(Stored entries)
■ ■ ■
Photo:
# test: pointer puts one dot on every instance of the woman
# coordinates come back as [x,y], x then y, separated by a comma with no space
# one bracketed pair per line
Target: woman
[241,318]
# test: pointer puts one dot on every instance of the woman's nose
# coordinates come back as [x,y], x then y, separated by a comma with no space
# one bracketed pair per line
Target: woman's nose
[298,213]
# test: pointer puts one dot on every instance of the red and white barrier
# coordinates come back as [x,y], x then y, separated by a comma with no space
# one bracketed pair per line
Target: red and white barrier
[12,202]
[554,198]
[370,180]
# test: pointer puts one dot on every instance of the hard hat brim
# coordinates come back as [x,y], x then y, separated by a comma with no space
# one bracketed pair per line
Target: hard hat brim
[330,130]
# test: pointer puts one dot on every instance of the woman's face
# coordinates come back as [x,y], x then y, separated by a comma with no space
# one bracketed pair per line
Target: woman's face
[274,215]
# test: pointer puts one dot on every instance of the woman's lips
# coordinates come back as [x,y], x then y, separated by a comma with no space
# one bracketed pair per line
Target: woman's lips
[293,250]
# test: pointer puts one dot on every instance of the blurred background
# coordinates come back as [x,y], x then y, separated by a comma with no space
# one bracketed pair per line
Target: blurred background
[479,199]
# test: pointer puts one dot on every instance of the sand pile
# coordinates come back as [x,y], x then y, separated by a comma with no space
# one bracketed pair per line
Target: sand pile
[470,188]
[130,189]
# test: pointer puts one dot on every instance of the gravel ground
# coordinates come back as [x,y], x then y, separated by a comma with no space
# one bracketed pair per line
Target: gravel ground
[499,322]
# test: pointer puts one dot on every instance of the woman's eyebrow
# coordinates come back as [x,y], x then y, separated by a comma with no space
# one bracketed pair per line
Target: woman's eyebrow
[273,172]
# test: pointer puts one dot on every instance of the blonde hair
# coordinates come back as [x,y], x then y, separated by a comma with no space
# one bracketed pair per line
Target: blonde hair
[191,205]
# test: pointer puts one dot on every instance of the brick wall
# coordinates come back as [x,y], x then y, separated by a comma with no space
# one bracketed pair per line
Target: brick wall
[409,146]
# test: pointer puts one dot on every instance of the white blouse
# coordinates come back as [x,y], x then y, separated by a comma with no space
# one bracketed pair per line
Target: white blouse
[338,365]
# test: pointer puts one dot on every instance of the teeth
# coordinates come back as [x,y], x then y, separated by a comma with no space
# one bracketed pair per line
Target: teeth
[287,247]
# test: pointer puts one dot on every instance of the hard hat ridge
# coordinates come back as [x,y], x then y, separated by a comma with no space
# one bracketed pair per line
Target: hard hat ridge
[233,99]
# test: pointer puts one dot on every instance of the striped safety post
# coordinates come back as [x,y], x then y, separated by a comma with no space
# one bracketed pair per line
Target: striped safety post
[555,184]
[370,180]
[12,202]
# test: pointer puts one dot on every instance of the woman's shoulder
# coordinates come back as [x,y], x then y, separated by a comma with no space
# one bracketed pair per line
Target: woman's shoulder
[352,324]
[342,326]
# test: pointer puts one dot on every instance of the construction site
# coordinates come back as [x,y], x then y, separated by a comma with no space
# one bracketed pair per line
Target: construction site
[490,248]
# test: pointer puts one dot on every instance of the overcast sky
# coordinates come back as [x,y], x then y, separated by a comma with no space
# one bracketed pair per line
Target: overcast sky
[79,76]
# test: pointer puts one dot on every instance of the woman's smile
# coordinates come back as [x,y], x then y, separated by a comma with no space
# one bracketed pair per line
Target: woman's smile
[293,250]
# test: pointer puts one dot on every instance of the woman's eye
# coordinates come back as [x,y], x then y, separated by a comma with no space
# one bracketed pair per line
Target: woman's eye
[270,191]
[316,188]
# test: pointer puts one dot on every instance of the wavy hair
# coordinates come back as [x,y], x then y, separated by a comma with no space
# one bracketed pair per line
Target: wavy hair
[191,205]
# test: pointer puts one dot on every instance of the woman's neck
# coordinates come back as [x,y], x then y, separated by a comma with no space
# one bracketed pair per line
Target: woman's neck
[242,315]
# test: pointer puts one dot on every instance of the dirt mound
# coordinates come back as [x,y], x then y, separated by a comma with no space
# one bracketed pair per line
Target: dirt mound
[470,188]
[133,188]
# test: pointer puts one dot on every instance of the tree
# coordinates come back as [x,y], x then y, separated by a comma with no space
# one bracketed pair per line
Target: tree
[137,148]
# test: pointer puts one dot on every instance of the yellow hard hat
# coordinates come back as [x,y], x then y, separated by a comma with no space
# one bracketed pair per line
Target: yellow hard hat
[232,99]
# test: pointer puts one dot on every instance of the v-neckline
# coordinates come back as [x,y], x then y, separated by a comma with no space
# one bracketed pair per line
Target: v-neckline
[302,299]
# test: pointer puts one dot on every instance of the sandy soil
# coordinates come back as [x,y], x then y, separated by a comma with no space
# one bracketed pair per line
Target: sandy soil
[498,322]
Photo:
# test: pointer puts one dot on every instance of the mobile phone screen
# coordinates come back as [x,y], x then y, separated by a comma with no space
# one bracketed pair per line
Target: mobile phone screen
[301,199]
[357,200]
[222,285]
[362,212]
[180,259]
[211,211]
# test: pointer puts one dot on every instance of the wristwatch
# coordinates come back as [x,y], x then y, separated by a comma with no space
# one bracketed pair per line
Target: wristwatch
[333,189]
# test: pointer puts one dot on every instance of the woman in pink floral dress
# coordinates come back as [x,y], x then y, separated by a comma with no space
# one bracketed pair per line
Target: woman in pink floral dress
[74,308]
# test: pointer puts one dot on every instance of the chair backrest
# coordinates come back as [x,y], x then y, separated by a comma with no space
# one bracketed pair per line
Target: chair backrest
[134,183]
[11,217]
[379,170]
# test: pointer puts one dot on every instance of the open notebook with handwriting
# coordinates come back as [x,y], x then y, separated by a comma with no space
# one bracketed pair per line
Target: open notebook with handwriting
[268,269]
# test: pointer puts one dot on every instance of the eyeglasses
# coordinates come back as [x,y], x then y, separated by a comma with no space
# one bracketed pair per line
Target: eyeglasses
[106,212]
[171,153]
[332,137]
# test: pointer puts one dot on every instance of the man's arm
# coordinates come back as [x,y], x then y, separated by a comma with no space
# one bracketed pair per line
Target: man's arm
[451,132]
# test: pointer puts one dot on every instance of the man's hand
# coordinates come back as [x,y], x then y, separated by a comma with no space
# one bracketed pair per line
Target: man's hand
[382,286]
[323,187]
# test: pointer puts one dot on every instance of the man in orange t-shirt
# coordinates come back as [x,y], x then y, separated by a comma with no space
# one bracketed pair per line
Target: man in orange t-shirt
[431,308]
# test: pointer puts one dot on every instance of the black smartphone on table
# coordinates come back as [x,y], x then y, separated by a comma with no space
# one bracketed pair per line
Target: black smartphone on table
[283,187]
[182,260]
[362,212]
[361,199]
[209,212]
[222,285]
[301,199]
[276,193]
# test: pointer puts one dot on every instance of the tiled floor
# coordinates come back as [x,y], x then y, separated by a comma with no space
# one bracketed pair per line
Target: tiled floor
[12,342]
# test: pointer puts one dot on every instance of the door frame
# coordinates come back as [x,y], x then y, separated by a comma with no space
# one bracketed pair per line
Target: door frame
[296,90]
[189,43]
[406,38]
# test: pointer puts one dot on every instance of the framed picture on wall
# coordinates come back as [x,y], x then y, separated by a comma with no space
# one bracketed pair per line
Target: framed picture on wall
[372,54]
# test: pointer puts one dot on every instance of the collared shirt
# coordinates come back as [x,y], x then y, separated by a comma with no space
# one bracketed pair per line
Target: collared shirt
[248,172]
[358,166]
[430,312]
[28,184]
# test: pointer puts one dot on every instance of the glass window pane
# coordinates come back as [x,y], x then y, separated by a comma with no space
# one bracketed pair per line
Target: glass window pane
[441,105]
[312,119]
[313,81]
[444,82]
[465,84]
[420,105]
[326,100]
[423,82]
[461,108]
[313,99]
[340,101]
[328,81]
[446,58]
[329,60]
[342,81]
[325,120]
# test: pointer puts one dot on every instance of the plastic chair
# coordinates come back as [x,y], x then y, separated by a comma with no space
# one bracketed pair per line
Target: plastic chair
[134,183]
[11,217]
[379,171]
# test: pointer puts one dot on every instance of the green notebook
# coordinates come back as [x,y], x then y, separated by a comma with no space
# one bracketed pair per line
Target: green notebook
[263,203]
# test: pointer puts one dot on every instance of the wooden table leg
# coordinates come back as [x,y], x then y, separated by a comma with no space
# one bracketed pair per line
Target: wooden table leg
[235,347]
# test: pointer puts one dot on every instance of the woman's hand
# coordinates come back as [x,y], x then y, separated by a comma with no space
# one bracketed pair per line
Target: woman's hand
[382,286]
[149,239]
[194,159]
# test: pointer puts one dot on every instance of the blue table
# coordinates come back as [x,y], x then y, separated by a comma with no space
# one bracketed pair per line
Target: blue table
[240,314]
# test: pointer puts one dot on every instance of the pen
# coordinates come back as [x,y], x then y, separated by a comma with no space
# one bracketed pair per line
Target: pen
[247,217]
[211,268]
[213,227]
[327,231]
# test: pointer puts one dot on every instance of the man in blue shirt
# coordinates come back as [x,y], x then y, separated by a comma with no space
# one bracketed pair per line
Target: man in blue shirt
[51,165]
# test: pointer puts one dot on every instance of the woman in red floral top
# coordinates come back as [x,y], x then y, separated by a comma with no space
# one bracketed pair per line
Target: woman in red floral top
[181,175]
■ ■ ■
- TASK GOAL
Extract the first line above and each line after it up to and including the one with "the gravel ground", please, exactly and with nothing else.

- WRITTEN RESPONSE
Photo:
# test: pointer puts one dot on every instance of the woman
# coordinates come back as [x,y], x then y, separated by a comma with no space
# one bracketed pair per line
Target: woman
[241,318]
# test: pointer puts one dot on every instance of the woman's nose
# coordinates come back as [x,y], x then y, separated by a comma with no space
# one bracketed pair per line
Target: woman's nose
[298,213]
# test: pointer puts one dot on every instance of the red and white barrier
# coordinates come back as [x,y], x then y, separated by a comma with no space
# one bracketed pair per line
Target: red and white barrier
[12,202]
[554,198]
[370,180]
# test: pointer puts one dot on every instance of the hard hat brim
# coordinates come back as [x,y], x then y, separated by a comma with no space
# one bracketed pair per line
Target: hard hat brim
[330,130]
# test: pointer puts one dot on every instance of the woman's face
# coordinates come back as [x,y], x then y, separated by a comma with no space
# one bracketed pair per line
Target: woman's face
[274,215]
# test: pointer puts one dot on every instance of the woman's lips
# coordinates come back as [x,y], x then y, separated by a comma with no space
# one bracketed pair per line
Target: woman's lips
[293,250]
# test: pointer puts one dot on every instance of the blurred background
# coordinates come back as [x,y], x then y, separated by a comma with no space
# one bracketed pair per line
Target: blurred background
[479,199]
# test: pointer puts one dot on every instance of the sand pile
# coordinates come back as [x,y], x then y, separated by a comma with no space
# one bracketed pair per line
Target: sand pile
[470,188]
[130,189]
# test: pointer puts one dot on every instance of the gravel ground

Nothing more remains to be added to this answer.